= Seu objetivo =
Reproduza a parte do texto sobre a moratória nuclear que começa em "Hoje, uma moratória" e termina após "principalmente o primeiro.", trocando "moratória nuclear" por "suspensão do programa nuclear".

= Trecho da página =
********

Enfim, o contexto era de relativa abundância energética e reduzidas restrições ambientais à queima dos combustíveis fósseis.

Nessa situação, o custo estratégico da moratória nuclear era perfeitamente administrável. Assim, saia a energia nuclear e entravam o carvão e o gás natural; principalmente esse último, que haveria de ser a grande vedete do setor elétrico nos anos noventa.

Olhando-se o atual contexto energético é muito difícil encontrar esses elementos estruturando a realidade energética nos dias de hoje.

A situação no mercado de petróleo não é de redução, mas de elevação de preços; a capacidade instalada de geração necessita ser ampliada, a demanda, puxada pelos emergentes, apresenta sinais de crescimento estrutural. Nesse sentido, o quadro no mercado de energia não é de folga, mas de equilíbrio justo, com tendência a preços crescentes. Aliado a isso, têm-se restrições ambientais cada vez maiores às emissões dos gases de efeito estufa, fruto do reconhecimento político da necessidade de dar respostas concretas às ameaças representadas pela mudança climática.

Em suma, tem-se um contexto de escassez de energia e de restrições crescentes ao uso de combustíveis fósseis.

Hoje, uma moratória nuclear teria custos estratégicos muito maiores e muito mais difíceis de serem administrados do que aqueles da década de oitenta do século passado, face às pressões da escassez e às resistências ambientais à troca pelo o carvão ou pelo gás; principalmente o primeiro.

********

= Registros extraídos =
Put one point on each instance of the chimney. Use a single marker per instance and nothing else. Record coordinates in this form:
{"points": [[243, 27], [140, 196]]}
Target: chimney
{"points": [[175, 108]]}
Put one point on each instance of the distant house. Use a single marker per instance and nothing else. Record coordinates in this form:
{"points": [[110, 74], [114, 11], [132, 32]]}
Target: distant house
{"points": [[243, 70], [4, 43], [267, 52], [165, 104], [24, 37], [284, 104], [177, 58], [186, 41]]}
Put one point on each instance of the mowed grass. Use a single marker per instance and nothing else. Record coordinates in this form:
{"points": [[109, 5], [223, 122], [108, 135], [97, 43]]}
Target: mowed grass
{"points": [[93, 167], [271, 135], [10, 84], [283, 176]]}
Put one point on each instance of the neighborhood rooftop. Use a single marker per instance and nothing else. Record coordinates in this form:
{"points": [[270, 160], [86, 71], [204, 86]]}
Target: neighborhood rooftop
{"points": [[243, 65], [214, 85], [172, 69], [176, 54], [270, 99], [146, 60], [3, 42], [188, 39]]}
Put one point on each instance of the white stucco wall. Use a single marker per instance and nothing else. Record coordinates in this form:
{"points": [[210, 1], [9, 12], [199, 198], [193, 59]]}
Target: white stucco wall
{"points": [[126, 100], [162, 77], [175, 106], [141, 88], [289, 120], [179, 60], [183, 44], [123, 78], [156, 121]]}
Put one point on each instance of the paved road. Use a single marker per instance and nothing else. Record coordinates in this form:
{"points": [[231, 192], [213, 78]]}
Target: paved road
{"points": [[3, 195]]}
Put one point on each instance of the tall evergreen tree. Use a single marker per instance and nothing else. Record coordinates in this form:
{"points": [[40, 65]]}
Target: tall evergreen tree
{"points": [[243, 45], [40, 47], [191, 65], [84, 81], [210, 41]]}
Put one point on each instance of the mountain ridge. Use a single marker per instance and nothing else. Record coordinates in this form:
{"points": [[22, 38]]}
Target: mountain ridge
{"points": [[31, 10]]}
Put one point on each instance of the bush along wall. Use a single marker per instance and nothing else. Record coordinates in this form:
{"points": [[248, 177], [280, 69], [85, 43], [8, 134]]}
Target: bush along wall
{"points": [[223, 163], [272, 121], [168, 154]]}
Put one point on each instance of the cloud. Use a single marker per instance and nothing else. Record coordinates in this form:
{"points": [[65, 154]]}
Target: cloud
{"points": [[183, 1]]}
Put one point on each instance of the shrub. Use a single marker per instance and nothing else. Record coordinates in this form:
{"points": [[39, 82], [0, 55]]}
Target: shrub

********

= Resposta completa =
Hoje, uma suspensão do programa nuclear teria custos estratégicos muito maiores e muito mais difíceis de serem administrados do que aqueles da década de oitenta do século passado, face às pressões da escassez e às resistências ambientais à troca pelo o carvão ou pelo gás; principalmente o primeiro.